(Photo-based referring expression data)
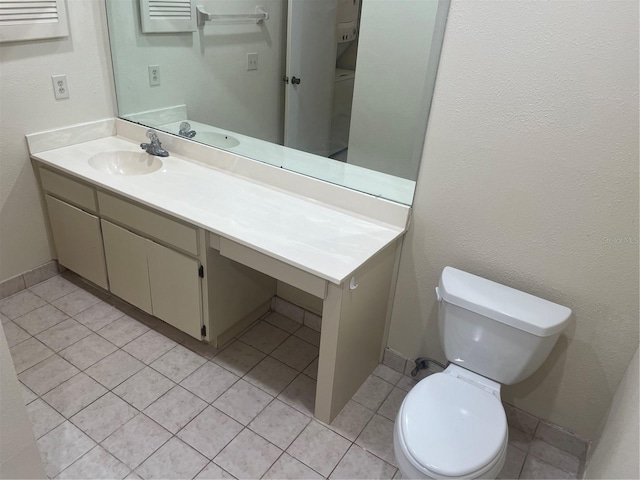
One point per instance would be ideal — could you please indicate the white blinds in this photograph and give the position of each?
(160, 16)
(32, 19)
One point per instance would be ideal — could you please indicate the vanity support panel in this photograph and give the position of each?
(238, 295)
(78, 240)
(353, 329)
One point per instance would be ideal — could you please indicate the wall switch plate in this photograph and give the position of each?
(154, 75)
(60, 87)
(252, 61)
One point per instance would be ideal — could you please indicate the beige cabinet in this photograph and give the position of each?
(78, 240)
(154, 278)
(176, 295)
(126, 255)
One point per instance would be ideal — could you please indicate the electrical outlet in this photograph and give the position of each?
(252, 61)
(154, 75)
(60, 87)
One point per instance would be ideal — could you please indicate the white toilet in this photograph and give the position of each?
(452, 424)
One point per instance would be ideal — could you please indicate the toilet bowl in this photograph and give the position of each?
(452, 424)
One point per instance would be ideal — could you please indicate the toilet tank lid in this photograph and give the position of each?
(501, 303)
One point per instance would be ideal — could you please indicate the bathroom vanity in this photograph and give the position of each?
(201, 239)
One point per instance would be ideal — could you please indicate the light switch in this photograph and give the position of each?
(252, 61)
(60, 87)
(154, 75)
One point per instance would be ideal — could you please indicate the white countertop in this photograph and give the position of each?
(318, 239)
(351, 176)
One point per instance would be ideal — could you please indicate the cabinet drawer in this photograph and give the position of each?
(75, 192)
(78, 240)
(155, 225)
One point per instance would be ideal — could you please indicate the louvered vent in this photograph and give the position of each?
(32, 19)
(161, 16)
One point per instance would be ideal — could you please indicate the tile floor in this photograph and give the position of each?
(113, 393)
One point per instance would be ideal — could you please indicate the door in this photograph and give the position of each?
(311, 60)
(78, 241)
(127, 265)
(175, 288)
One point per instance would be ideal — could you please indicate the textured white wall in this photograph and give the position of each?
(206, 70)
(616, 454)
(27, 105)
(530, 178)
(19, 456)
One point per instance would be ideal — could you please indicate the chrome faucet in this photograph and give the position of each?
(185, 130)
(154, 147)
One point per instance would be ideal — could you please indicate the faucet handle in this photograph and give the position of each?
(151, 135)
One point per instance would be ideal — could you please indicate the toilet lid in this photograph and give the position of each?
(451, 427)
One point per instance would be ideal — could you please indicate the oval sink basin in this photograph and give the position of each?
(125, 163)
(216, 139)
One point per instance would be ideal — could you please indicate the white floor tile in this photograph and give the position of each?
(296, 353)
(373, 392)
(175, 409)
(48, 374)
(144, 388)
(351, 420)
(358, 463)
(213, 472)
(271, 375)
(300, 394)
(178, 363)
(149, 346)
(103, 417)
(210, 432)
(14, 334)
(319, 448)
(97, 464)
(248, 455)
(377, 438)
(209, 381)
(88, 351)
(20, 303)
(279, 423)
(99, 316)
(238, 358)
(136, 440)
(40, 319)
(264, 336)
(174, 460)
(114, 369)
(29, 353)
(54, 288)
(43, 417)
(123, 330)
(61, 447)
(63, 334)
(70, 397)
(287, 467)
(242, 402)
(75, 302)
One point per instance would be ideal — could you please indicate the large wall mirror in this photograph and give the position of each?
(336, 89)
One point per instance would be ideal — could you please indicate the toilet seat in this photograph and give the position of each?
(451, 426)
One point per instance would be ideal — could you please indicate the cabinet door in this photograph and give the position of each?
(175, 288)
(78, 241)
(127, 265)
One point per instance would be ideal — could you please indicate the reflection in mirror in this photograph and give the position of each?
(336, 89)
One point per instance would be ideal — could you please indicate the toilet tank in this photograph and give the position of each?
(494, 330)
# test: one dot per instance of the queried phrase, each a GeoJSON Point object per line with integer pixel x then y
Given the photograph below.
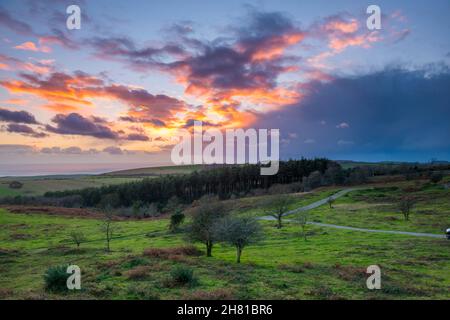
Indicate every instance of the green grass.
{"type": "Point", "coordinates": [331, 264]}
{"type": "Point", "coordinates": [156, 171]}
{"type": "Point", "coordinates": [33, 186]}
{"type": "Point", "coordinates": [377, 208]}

Aim of the exercise:
Drop the pictures and reproduce the rest of the data exactly.

Worked solution:
One point per instance would be ideal — could you please indicate the white blinds in this photograph and give the position of each?
(160, 16)
(32, 19)
One point per instance would be ideal — could you please indicate the vanity support panel in this photograph and give the position of each?
(238, 295)
(78, 240)
(353, 329)
One point per instance would be ideal — could you please indicate the wall switch plate in this photograph and give the position of each?
(154, 75)
(60, 87)
(252, 61)
One point per instance would be ideal — could you please indicate the beige cabinet in this photograph and give the position of each?
(78, 240)
(154, 278)
(176, 295)
(126, 255)
One point per instance would be ideal — could you please indicate the electrical outlet in this photograph and give the position of each?
(252, 61)
(154, 75)
(60, 87)
One point per instance would be ideal — could you please indicate the white toilet in this photograph and give the position of each?
(452, 424)
One point per instance would be ideal — could you please indicate the toilet bowl in this photograph and give the position of each?
(452, 424)
One point per instance would be ideal — could you please indicate the toilet tank lid in this photograph and give the position of each?
(501, 303)
One point per instance would be ideal — could you please indicate the bathroom vanity in this photograph and give the position of each?
(201, 239)
One point per instance would be ideal — could you please indicate the light switch in this photograph and give the position of each?
(252, 61)
(60, 87)
(154, 75)
One point per instance would be ideal — could you please indicate the white countertop in this photograph and give the position of each?
(318, 239)
(351, 176)
One point per instance would be ideal — could you please indicate the cabinet drawer in this photograph and give the position of each?
(75, 192)
(78, 240)
(155, 225)
One point per instance would be ideal — could you please indicate the louvered vent in this photograph and give the position of each?
(32, 19)
(161, 16)
One point per instance would be ideal — could you please indicate the tile floor in this photograph and give the position of each?
(113, 393)
One point per instance would be ideal — could you please indicate the door in this photograph and give the position of each?
(311, 60)
(78, 241)
(127, 265)
(175, 288)
One point per instance would be ideal — could you please indicate the textured white wall in this photograph and give the position of each?
(206, 70)
(616, 454)
(27, 105)
(530, 178)
(19, 456)
One point per instance would be ideal — could you please indicate the chrome faucet in this photograph and give the position of each?
(185, 130)
(154, 147)
One point per instance would be ideal — could you please indicate the faucet handle in this photograph and give the position of each?
(151, 135)
One point per instance would be ideal — could you please indicate the toilet lid in this photograph and give the position of each?
(451, 427)
One point per instance would be ideal — could you please indicate the oval sink basin in this photograph and give the position of each?
(125, 163)
(216, 139)
One point per instance would be ideal — could you please indicate the white floor tile in this photograph and give the position of each?
(296, 353)
(373, 392)
(175, 409)
(48, 374)
(144, 388)
(351, 420)
(358, 463)
(213, 472)
(271, 375)
(300, 394)
(178, 363)
(149, 346)
(103, 417)
(210, 432)
(14, 334)
(319, 448)
(97, 464)
(248, 455)
(377, 438)
(209, 381)
(88, 351)
(20, 303)
(279, 423)
(99, 316)
(238, 358)
(136, 440)
(40, 319)
(264, 336)
(174, 460)
(114, 369)
(29, 353)
(54, 288)
(43, 417)
(123, 330)
(61, 447)
(63, 334)
(70, 397)
(287, 467)
(242, 402)
(75, 302)
One point per instance would be ideal — could you please indicate the large wall mirror in this photograph and give the position of each?
(336, 89)
One point per instance would be ideal — could you please indicate the toilet seat in this photograph and give the position of each?
(451, 426)
One point per instance would be ideal — could you please indicate the cabinet door in this photograph and give the position of each?
(175, 288)
(78, 241)
(127, 265)
One point per instance would be ideal — could you please indicate the reflection in mirror in this photograph and give the position of each?
(336, 89)
One point per instance would be ideal — could you please indicate the toilet tank in this photograph and give the position of each?
(494, 330)
# test: one dot per instance of the queried phrase, each a GeoJSON Point object per line with integer pixel x then y
Given the photograph below.
Indicate every instance of the green grass.
{"type": "Point", "coordinates": [331, 264]}
{"type": "Point", "coordinates": [156, 171]}
{"type": "Point", "coordinates": [33, 186]}
{"type": "Point", "coordinates": [377, 208]}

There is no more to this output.